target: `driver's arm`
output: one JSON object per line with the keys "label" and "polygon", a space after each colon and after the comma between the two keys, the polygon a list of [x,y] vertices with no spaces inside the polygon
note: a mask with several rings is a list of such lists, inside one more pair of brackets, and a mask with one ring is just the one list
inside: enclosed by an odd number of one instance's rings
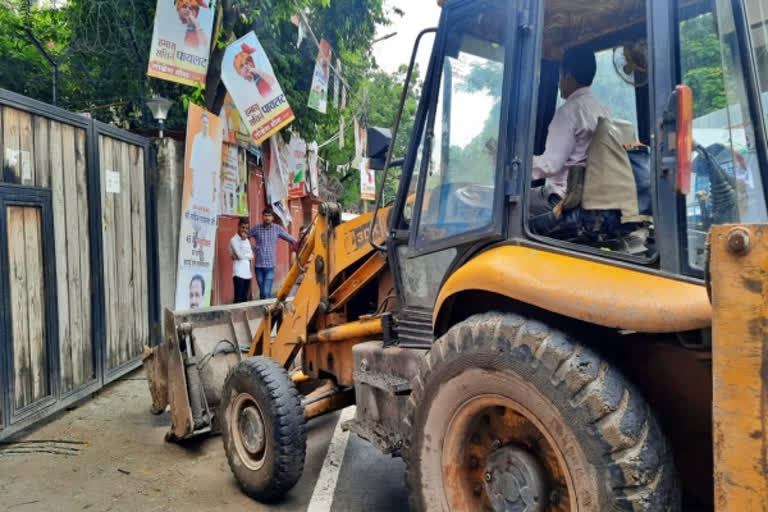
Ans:
{"label": "driver's arm", "polygon": [[544,153],[533,157],[534,180],[547,178],[562,171],[576,147],[575,113],[560,108],[549,124]]}

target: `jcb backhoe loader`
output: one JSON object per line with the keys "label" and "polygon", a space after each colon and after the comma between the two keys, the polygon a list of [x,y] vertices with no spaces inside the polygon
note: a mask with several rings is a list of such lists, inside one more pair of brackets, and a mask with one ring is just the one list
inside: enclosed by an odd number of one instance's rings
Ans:
{"label": "jcb backhoe loader", "polygon": [[[763,0],[448,0],[394,203],[324,205],[275,301],[166,313],[171,437],[221,431],[270,501],[355,403],[416,511],[768,510],[767,26]],[[612,118],[540,218],[571,47]]]}

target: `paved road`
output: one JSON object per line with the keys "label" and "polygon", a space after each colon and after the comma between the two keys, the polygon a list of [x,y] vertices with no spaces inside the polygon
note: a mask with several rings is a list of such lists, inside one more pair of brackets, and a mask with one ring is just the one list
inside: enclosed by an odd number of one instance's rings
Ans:
{"label": "paved road", "polygon": [[[408,510],[402,461],[354,435],[342,446],[344,436],[334,435],[340,413],[309,422],[304,474],[283,502],[267,506],[240,492],[220,437],[166,443],[168,414],[151,415],[149,404],[146,380],[134,373],[0,446],[0,511]],[[337,448],[330,456],[329,444]]]}

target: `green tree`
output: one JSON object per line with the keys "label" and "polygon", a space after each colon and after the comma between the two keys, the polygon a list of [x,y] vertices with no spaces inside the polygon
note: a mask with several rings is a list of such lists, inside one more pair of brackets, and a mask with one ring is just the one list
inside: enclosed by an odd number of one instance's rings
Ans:
{"label": "green tree", "polygon": [[[149,121],[144,100],[153,93],[217,112],[224,96],[219,78],[223,51],[254,30],[296,114],[294,129],[311,140],[333,120],[306,106],[317,48],[311,39],[296,48],[297,29],[290,17],[298,8],[308,10],[317,37],[326,38],[342,59],[350,95],[357,94],[360,79],[372,67],[376,25],[388,22],[382,0],[220,0],[218,36],[203,91],[146,76],[156,3],[70,0],[52,10],[31,8],[27,0],[0,0],[0,87],[52,101],[52,66],[41,45],[58,63],[59,105],[141,130]],[[178,102],[171,109],[170,130],[183,129],[185,110]]]}
{"label": "green tree", "polygon": [[[335,172],[336,166],[344,165],[352,161],[355,153],[354,130],[352,119],[354,116],[360,118],[361,122],[367,126],[377,126],[381,128],[394,128],[395,118],[400,105],[400,97],[403,92],[403,83],[407,66],[401,66],[395,73],[386,73],[381,70],[374,70],[367,73],[361,86],[361,90],[354,96],[347,108],[344,119],[348,126],[344,130],[344,149],[339,149],[338,143],[333,142],[321,150],[321,156],[328,160],[330,170]],[[365,91],[365,92],[363,92]],[[419,80],[419,69],[416,67],[411,76],[408,95],[403,106],[403,114],[400,120],[395,140],[393,141],[392,158],[398,159],[405,156],[413,123],[416,116],[419,97],[421,96],[421,82]],[[366,100],[367,97],[367,100]],[[319,130],[319,141],[329,139],[338,131],[338,117],[335,125],[333,122],[325,123]],[[344,180],[344,195],[341,198],[345,206],[360,205],[360,173],[355,169],[347,171],[349,175]],[[337,178],[341,178],[337,174]],[[381,187],[381,173],[377,173],[377,187]],[[400,168],[389,170],[387,181],[384,184],[384,203],[388,203],[395,198],[397,186],[400,182]]]}
{"label": "green tree", "polygon": [[712,13],[680,23],[680,69],[693,90],[695,117],[727,105],[722,49]]}

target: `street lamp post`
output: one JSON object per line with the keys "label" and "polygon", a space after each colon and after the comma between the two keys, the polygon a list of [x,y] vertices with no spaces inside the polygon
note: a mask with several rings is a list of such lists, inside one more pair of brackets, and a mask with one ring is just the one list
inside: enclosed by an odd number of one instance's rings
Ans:
{"label": "street lamp post", "polygon": [[160,124],[160,138],[163,138],[163,125],[168,119],[168,111],[171,109],[173,101],[162,96],[154,95],[147,100],[147,107],[152,112],[152,117]]}

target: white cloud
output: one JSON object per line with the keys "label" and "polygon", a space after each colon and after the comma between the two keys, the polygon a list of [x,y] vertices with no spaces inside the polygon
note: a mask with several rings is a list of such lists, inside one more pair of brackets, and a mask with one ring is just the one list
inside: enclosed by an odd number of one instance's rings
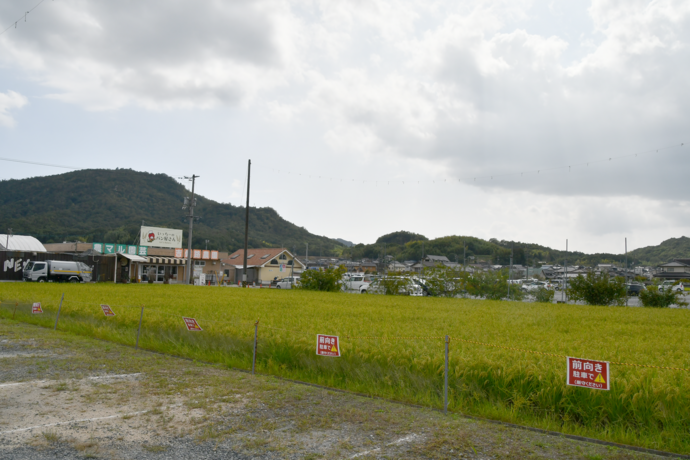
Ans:
{"label": "white cloud", "polygon": [[25,96],[9,90],[6,93],[0,93],[0,126],[13,128],[15,120],[10,114],[12,109],[20,109],[28,104],[29,101]]}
● ● ●
* How to complete this task *
Filter the entries down to the lines holding the string "target". Copy each of those lines.

* Solved exercise *
target: `driver's arm`
target: `jcb backhoe loader`
target: `paved road`
target: `green tree`
target: `street lamp post`
target: white cloud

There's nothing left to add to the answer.